- _Brief_
Repeat the forum thread on traditional bowhunting below word for word, from start to finish.
== Reading text
# any one on hear do it the TRADITIONAL WAY



## muzzlehutn (Oct 26, 2007)

just seen how many TRADITIONAL BOWHUNTERS there are (no cams)(LET OFF) Just STICK AND STRING Cause My hats off to the hunter who gets with in 20 yards pulls back and watches the mystical flight of the arrow. and Im proud to say I am one of them.


----------



## Bowdacious (Sep 16, 2007)

muzzlehutn said:


> and Im proud to say I am one of them.


No comment.


----------



## Finnegan (Sep 7, 2007)

Did for some 30 years, but then became a sell out and joined the high tech mob. Sometimes I wonder if it was a good decision, but after seeing what my new arrow launching machine did to my buck this year, I'm a happy hunter.

I still shoot a recurve for fun and have ambitions of building a Welsh longbow.


----------



## wyogoob (Sep 7, 2007)

Finnegan said:


> Did for some 30 years, but then became a sell out and joined the high tech mob. Sometimes I wonder if it was a good decision, but after seeing what my new arrow launching machine did to my buck this year, I'm a happy hunter...........................


What Finnegan said.

Still use recurve for rabbits though.


----------



## idiot with a bow (Sep 10, 2007)

UZ-A-BOW said:


> muzzlehutn said:
> 
> 
> > and Im proud to say I am one of them.
> ...
====
== Dataset content
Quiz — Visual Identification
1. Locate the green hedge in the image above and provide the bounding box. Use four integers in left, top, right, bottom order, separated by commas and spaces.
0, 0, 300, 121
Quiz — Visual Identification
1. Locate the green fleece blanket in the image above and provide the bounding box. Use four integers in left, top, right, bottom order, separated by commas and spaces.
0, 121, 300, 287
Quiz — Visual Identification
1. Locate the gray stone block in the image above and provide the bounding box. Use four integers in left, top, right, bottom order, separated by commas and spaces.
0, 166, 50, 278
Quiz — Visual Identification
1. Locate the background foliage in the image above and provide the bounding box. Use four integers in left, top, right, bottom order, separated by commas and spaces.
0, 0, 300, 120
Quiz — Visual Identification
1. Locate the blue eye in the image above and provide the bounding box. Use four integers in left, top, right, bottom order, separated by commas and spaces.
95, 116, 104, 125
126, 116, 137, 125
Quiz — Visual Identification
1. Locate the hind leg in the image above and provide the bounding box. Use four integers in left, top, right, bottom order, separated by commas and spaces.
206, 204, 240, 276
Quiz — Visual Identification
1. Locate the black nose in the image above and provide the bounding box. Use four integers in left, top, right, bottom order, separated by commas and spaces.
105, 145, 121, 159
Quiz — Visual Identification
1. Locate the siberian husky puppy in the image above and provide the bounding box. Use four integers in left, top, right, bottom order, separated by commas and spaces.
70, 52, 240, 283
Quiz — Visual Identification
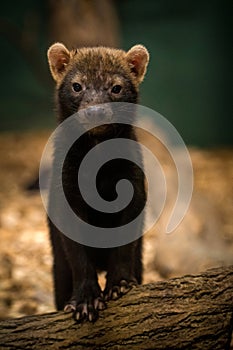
====
- _Exercise result_
# any one on hear do it the TRADITIONAL WAY



## muzzlehutn (Oct 26, 2007)

just seen how many TRADITIONAL BOWHUNTERS there are (no cams)(LET OFF) Just STICK AND STRING Cause My hats off to the hunter who gets with in 20 yards pulls back and watches the mystical flight of the arrow. and Im proud to say I am one of them.


----------



## Bowdacious (Sep 16, 2007)

muzzlehutn said:


> and Im proud to say I am one of them.


No comment.


----------



## Finnegan (Sep 7, 2007)

Did for some 30 years, but then became a sell out and joined the high tech mob. Sometimes I wonder if it was a good decision, but after seeing what my new arrow launching machine did to my buck this year, I'm a happy hunter.

I still shoot a recurve for fun and have ambitions of building a Welsh longbow.


----------



## wyogoob (Sep 7, 2007)

Finnegan said:


> Did for some 30 years, but then became a sell out and joined the high tech mob. Sometimes I wonder if it was a good decision, but after seeing what my new arrow launching machine did to my buck this year, I'm a happy hunter...........................


What Finnegan said.

Still use recurve for rabbits though.


----------



## idiot with a bow (Sep 10, 2007)

UZ-A-BOW said:


> muzzlehutn said:
> 
> 
> > and Im proud to say I am one of them.
> ...